» ACTIVITY
Your task is to extract the lines from the one holding "x=376, y=171" through the end of the material. Set them down exactly and add nothing.

((

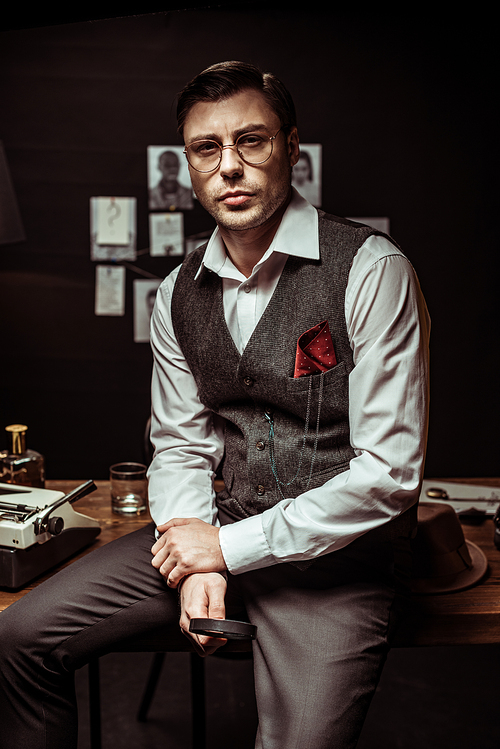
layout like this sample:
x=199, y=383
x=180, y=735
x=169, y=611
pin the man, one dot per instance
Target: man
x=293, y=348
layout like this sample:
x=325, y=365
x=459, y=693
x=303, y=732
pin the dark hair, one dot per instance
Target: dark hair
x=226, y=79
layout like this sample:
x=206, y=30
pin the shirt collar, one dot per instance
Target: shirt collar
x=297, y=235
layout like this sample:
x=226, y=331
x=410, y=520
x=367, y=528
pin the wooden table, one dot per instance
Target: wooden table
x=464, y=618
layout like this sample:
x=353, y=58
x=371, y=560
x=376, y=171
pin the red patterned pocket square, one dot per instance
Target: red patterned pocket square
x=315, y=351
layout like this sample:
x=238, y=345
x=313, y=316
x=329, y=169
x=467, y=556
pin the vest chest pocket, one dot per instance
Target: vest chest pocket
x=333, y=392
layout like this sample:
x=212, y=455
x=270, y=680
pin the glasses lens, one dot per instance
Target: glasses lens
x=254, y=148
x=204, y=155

))

» TASK RESPONSE
x=376, y=171
pin the red patterned pocket square, one dot per instance
Target: red patterned pocket square
x=315, y=351
layout like this sample:
x=238, y=345
x=313, y=316
x=329, y=169
x=467, y=556
pin the vest chest pocket, one dot per instance
Target: vest chest pocket
x=333, y=392
layout like this sample:
x=212, y=455
x=270, y=680
pin the glasses lens, one dot per instance
Target: glasses lens
x=254, y=148
x=204, y=155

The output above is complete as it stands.